[WHAT YOU WILL DO]
In the passage on generalized and weighted least squares, which decomposition expresses Σ as SS' with S a lower triangular matrix?

[SUPPLIED PASSAGE]
----

18  Generalized least squares and Weighted least squares

18.1 Ordinary least squares

\[Y = X\beta + \epsilon\] \[Var(\epsilon) = \sigma^2 I\]

Ordinary least squares estimator is the best linear unbiased estimator (BLUE).

\[\hat \beta_{OLS} = (X'X)^{-1}X'Y\]

\[Var(\hat \beta_{OLS}) = \sigma^2 (X'X)^{-1}\]

We have assumed that errors are independent and variance of errors is constant, \(Var(\epsilon) = \sigma^2 I\). But it can happen that errors have non-constant variance or errors are correlated. We can address the problem with Generalized least squares and Weighted least squares regression.

18.2 Generalized least squares

Suppose we know the correlation and relative variance between the errors but we do not know the absolute scales.

\[Y = X\beta + \epsilon\]

\[Var(\epsilon) = \sigma^2 \Sigma,\ \sigma^2\ \mbox{ is unknown and }\ \Sigma\ \mbox{ is known}.\]

Instead of minimizing the Residual Sum of Squares, Generalized least squares minimizes

\[(Y-X\beta)' \Sigma^{-1} (Y-X\beta)\] which is solved by

\[\hat \beta = (X' \Sigma^{-1} X)^{-1} X' \Sigma^{-1} Y\]


\(\Sigma\) is a symmetric positive-definite matrix which can be expressed as \(\Sigma = SS'\), where \(S\) lower triangular matrix, using Cholesky decomposition.

----

[GIVEN RECORDS]

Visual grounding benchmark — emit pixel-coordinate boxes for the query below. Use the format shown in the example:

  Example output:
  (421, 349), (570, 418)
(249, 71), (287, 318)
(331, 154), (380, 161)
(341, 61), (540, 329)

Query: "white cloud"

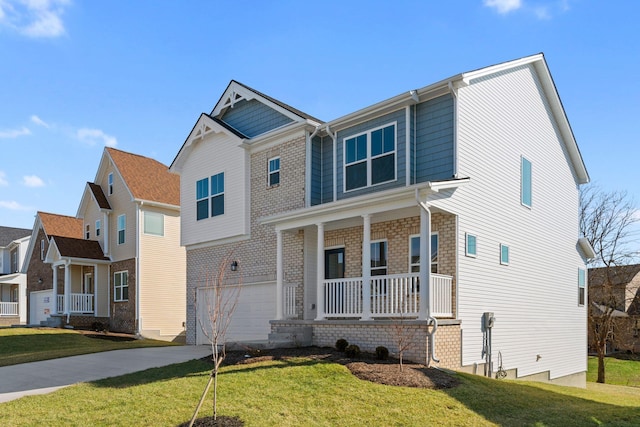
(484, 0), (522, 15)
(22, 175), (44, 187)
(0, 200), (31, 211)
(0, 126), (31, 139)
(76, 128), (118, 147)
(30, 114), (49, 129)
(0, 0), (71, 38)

----

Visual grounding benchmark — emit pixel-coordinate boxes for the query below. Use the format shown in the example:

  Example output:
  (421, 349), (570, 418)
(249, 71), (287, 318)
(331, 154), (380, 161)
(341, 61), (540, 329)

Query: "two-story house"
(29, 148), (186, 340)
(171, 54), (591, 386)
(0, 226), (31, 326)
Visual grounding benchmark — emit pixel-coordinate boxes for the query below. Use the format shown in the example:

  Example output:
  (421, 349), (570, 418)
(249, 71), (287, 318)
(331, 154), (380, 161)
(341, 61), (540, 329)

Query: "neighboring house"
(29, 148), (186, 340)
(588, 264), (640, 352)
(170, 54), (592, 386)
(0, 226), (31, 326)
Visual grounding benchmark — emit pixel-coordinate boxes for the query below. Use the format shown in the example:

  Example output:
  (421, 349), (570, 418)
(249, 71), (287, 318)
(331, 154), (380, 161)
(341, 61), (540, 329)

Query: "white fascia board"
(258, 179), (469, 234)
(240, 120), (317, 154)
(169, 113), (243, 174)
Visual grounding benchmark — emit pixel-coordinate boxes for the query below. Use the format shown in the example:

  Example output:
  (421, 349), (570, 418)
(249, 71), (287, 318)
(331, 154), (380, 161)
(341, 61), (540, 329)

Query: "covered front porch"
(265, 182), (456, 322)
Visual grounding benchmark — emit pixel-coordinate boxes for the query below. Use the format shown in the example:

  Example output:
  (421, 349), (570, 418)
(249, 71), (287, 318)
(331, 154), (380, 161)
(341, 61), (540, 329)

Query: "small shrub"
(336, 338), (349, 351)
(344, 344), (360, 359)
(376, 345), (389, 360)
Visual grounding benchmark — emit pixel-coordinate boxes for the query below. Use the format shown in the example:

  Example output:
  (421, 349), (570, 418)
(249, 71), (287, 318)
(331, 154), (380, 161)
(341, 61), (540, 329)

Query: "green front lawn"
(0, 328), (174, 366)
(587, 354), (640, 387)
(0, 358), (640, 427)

----

[OUTPUT OF THE EXERCISE]
Cholesky decomposition.